__Data in this exercise__.
....................

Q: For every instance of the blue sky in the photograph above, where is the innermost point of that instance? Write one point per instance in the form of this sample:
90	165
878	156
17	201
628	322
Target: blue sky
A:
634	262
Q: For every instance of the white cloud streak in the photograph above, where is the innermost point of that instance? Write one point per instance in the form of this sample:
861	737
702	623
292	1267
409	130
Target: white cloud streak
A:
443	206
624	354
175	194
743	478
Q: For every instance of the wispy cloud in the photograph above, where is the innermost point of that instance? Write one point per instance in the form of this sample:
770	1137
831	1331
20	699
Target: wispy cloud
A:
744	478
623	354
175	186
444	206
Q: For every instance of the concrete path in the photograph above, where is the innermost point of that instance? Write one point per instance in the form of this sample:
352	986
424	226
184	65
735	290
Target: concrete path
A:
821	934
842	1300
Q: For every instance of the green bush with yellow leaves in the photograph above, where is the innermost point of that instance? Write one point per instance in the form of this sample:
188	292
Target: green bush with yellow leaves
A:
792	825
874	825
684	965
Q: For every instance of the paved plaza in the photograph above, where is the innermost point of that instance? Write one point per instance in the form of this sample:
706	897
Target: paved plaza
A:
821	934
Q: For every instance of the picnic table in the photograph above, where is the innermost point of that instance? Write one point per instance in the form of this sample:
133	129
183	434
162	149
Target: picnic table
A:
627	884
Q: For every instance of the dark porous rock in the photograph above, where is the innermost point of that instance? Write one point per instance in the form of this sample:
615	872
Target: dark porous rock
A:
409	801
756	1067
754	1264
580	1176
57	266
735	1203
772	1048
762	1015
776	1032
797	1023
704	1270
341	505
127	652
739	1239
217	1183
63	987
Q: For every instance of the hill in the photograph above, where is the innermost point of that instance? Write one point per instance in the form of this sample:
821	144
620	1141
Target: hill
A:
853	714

....................

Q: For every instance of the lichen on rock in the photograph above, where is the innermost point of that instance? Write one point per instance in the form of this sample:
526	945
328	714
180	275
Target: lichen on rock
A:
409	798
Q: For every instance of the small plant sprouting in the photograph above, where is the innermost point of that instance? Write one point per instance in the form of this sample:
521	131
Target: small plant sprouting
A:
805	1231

....................

Repeat, word for word, the lines above between the line holding "Q: For every instance of the blue" and the line holding "Target: white cloud streak", inclusive; omit everything else.

Q: For every instance of the blue sky in the photograph above, where is the innermost point of that instance? Write one point per instance in the form of this sample:
90	165
878	156
17	201
628	322
Target: blue sky
A:
634	262
Q: For every instance of the white cloud streak in the photograph above, where is the innermost point of that instance? Write one point per instance in the form of this sample:
861	737
702	623
292	1267
409	130
Target: white cloud streak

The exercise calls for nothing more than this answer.